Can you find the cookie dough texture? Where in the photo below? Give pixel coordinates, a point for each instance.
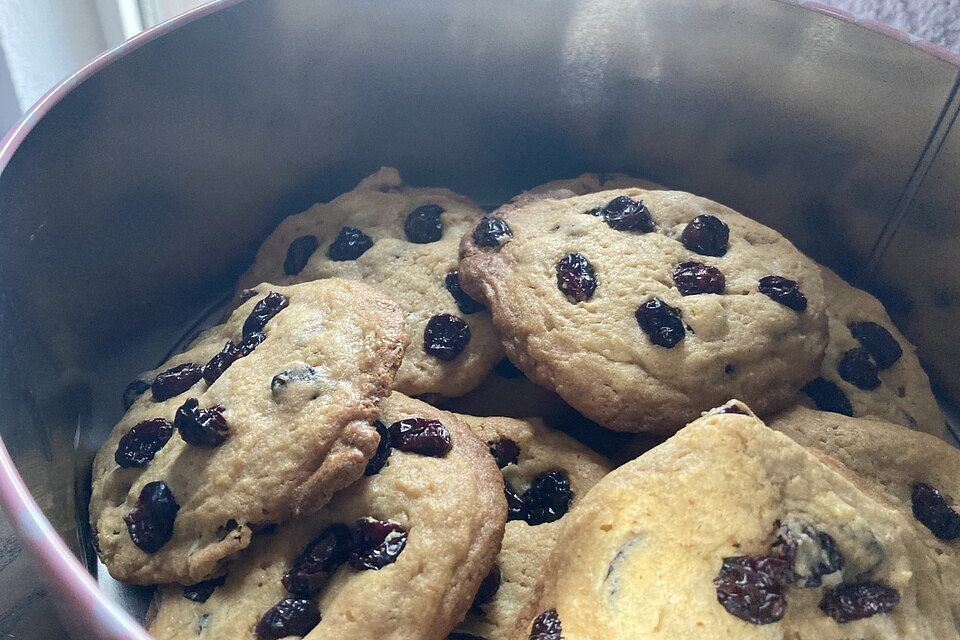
(284, 457)
(594, 355)
(453, 510)
(638, 557)
(904, 396)
(410, 274)
(526, 548)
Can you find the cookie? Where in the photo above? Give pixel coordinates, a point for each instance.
(870, 369)
(261, 419)
(398, 555)
(643, 308)
(732, 530)
(547, 473)
(403, 241)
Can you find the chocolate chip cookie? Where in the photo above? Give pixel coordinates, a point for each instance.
(643, 308)
(403, 241)
(545, 474)
(398, 555)
(261, 419)
(869, 368)
(732, 530)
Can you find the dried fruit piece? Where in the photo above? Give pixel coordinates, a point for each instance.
(576, 278)
(783, 290)
(505, 451)
(318, 561)
(445, 337)
(857, 367)
(376, 543)
(201, 591)
(298, 254)
(150, 522)
(707, 235)
(350, 244)
(878, 342)
(933, 511)
(856, 601)
(754, 588)
(379, 459)
(133, 391)
(263, 312)
(828, 396)
(138, 446)
(423, 224)
(175, 381)
(492, 232)
(546, 626)
(694, 278)
(548, 498)
(623, 213)
(201, 427)
(465, 303)
(425, 436)
(289, 617)
(661, 322)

====

> _Required work_
Pictures in the records above are to be left out of an otherwise exact copy.

> _Response to the exercise_
Can you find the cookie dough texture? Where in the photo below? Give pixel coordinates, a point for each instance.
(284, 457)
(594, 355)
(453, 510)
(638, 557)
(904, 396)
(410, 274)
(526, 548)
Can you find the cookie? Where in the photo above? Give pixel coordinates, a point for each instance.
(870, 369)
(261, 419)
(398, 555)
(643, 308)
(732, 530)
(547, 473)
(403, 241)
Can you find the chocolate chip cookie? Where in the photo above? Give pixel coordinates, a point for each instance.
(643, 308)
(403, 241)
(545, 474)
(398, 555)
(261, 419)
(869, 368)
(732, 530)
Can you find the dried fruit piece? Where in the photo above? Give pixel coordinates, a point for each instance.
(576, 278)
(783, 290)
(505, 451)
(318, 561)
(445, 337)
(857, 367)
(376, 543)
(201, 591)
(298, 254)
(150, 522)
(707, 235)
(350, 244)
(878, 342)
(933, 511)
(856, 601)
(754, 588)
(379, 459)
(133, 391)
(263, 312)
(828, 396)
(138, 446)
(423, 224)
(175, 381)
(492, 232)
(546, 626)
(694, 278)
(548, 498)
(623, 213)
(201, 427)
(465, 303)
(425, 436)
(289, 617)
(661, 322)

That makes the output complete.